**Information shown:**
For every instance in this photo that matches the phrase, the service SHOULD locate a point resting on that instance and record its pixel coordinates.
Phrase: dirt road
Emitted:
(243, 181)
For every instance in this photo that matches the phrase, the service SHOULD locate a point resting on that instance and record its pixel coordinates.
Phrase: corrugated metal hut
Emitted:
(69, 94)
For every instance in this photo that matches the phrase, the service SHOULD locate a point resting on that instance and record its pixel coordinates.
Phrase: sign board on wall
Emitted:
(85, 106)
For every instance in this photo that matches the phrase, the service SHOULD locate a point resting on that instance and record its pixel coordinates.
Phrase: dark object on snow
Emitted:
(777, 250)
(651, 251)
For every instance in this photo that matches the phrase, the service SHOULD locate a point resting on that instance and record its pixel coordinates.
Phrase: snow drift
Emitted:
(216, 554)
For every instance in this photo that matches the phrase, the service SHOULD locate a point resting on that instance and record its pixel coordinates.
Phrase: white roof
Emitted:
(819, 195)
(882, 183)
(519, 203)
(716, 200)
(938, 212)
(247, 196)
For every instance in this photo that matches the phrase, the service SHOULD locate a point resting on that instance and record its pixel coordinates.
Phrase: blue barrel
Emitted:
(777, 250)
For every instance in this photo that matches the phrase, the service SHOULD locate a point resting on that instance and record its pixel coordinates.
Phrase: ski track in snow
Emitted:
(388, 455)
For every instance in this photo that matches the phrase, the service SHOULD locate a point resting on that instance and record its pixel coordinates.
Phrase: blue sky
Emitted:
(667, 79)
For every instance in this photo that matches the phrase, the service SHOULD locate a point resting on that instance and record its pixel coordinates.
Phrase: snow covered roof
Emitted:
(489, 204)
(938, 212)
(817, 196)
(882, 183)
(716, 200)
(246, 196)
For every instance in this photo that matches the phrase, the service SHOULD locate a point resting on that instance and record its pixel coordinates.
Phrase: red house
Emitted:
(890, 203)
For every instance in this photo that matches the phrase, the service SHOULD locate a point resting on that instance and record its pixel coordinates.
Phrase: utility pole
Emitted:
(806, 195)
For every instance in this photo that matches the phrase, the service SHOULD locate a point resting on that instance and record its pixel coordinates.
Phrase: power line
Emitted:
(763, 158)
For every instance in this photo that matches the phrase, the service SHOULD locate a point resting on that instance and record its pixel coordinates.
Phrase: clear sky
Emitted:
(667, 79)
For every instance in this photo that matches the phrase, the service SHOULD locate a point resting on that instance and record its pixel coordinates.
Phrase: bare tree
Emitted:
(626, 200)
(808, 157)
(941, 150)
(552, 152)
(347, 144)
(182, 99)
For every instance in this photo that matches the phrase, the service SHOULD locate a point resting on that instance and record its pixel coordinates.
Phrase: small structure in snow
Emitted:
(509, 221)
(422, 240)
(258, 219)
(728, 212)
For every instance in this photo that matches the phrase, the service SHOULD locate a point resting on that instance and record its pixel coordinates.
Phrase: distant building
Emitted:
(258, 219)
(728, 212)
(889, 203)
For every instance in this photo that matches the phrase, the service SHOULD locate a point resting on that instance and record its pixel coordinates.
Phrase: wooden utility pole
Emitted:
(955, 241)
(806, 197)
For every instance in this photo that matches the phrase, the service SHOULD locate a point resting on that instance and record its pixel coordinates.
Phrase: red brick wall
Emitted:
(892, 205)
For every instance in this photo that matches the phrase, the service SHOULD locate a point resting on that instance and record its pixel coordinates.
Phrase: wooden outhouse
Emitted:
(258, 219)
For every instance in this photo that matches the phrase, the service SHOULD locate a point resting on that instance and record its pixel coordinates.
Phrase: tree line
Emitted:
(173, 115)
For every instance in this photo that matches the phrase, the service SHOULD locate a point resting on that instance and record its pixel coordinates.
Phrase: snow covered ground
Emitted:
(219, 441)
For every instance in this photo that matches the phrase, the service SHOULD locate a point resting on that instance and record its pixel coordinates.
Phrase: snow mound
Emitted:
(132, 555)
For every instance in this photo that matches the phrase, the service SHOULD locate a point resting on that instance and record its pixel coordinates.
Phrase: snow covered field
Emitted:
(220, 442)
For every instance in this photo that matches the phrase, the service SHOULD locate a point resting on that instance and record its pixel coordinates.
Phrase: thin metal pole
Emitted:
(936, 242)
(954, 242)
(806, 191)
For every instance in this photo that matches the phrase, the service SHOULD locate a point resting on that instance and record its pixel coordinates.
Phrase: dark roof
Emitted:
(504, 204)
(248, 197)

**The request:** Transcribe every entry verbatim.

**Written response:**
For every instance in this photo that matches the phrase, the service SHOULD locate a point resting on that instance and record its pixel coordinates.
Phrase: dirt road
Emitted:
(243, 181)
For every instance in this photo that matches the phrase, the service SHOULD locate a point resting on that instance and record its pixel coordinates.
Phrase: corrugated metal hut
Emitted:
(69, 94)
For every instance in this photo that matches the phrase, the service SHOULD locate a point resting on that instance and record its pixel coordinates.
Phrase: sign board on wall
Emitted:
(85, 106)
For every instance in this photo that matches the phrase, the service SHOULD locate a point resting on that instance and record its pixel coordinates.
Phrase: dark object on snow
Emitted:
(777, 250)
(651, 251)
For every instance in this photo that matches the phrase, the service SHOULD locate a point resting on that instance and record its pixel coordinates.
Phrase: snow drift
Emitted:
(216, 554)
For every instance in this photo that matches the phrase, the service SHOULD locate a point resting on that instance and record its pixel coordinates.
Phrase: white roof
Emitted:
(819, 195)
(882, 183)
(519, 203)
(716, 200)
(938, 212)
(247, 196)
For every instance in this photo that matches the phrase, the service SHOULD locate a point resting on that instance and record its pixel coordinates.
Phrase: blue barrel
Emitted:
(777, 250)
For every instance in this photo that matches the phrase, the service SHOULD locate a point resting on that instance and record its pixel coordinates.
Phrase: ski track in snow
Emitted:
(388, 455)
For every instance in this photo that matches the phrase, the service SHOULD locate a point resting on that instance and record its pixel coordinates.
Phrase: blue sky
Emitted:
(667, 79)
For every instance in this photo that matches the phrase, the service SHOULD locate a point resting on that instance and record its pixel coordinates.
Phrase: snow covered roof
Emitted:
(489, 204)
(938, 212)
(817, 196)
(882, 183)
(716, 200)
(246, 196)
For every instance in this photo that matches the phrase, the service SHOULD locate a point resting on that instance and record its pixel coordinates.
Phrase: red house
Emitted:
(890, 203)
For every instance in this photo that matches the phrase, the service SHOULD locate a point resting on that instance and record its pixel coordinates.
Phrase: utility pole
Emitted:
(806, 195)
For every instance in this photo that matches the phrase, the service SHOULD locate a point resting on that instance and record its pixel coordinates.
Phrase: power line
Emitted:
(763, 158)
For every instance in this photo that matches the phrase, the service SHOULD locate a point resting on that instance and record its pixel coordinates.
Phrase: clear sky
Emitted:
(667, 79)
For every instance in this photo that matches the phrase, the service SHOULD locate a point resting on that instance and record its pixel coordinates.
Phrase: bare tree
Emitted:
(626, 200)
(808, 157)
(941, 150)
(552, 152)
(347, 144)
(182, 99)
For every instance in this photo that matches the phrase, the service SHOULD locate a point resting on that instance and record its pixel coordinates.
Phrase: small structure in snow
Emitted:
(509, 221)
(422, 240)
(258, 219)
(728, 212)
For every instance in this photo that matches the phrase, the service SHOULD locate a point resting on that instance and record its pixel coordinates.
Phrase: distant building
Emitted:
(258, 219)
(728, 212)
(889, 203)
For every instance in this photo that matches the phrase, the service SHOULD locate a point resting on that instance and record its pixel coordinates.
Phrase: wooden utility pole
Emitted:
(955, 241)
(806, 197)
For every instance in this photo that matches the phrase, the service SHOULD locate a point resting on that instance and record its pixel coordinates.
Phrase: red brick wall
Emitted:
(892, 205)
For every instance in this photo that matches the phrase, the service SHOULD locate a point resting on that instance and record its pixel coordinates.
Phrase: wooden outhouse
Emitted:
(258, 219)
For every instance in this photo that matches the phrase, the service SHOULD locate a point resting on that instance and record its pixel coordinates.
Phrase: tree line
Emitted:
(173, 115)
For every instance in this photo that matches the phrase, the service SHOULD locate a point resting on that instance and record its pixel coordinates.
Phrase: snow covered ground
Emitted:
(219, 441)
For every instance in this photo that matches the phrase, the service SHOULD locate a point resting on that instance and record its pixel coordinates.
Phrase: snow mound
Emitted:
(132, 555)
For every instance in this photo that matches the phrase, the service SHOULD locate a point resting on that instance and record its pixel coordinates.
Phrase: snow covered field
Emitted:
(220, 442)
For every instance in this photo that matches the phrase, the service SHOULD locate a point resting on that instance and record its pixel coordinates.
Phrase: thin metal pole
Emitted:
(936, 242)
(954, 242)
(806, 191)
For every instance in this photo that matches the phrase, the service SHOULD locate a point resting on that instance and record its pixel coordinates.
Phrase: dark roof
Emitted:
(504, 204)
(248, 197)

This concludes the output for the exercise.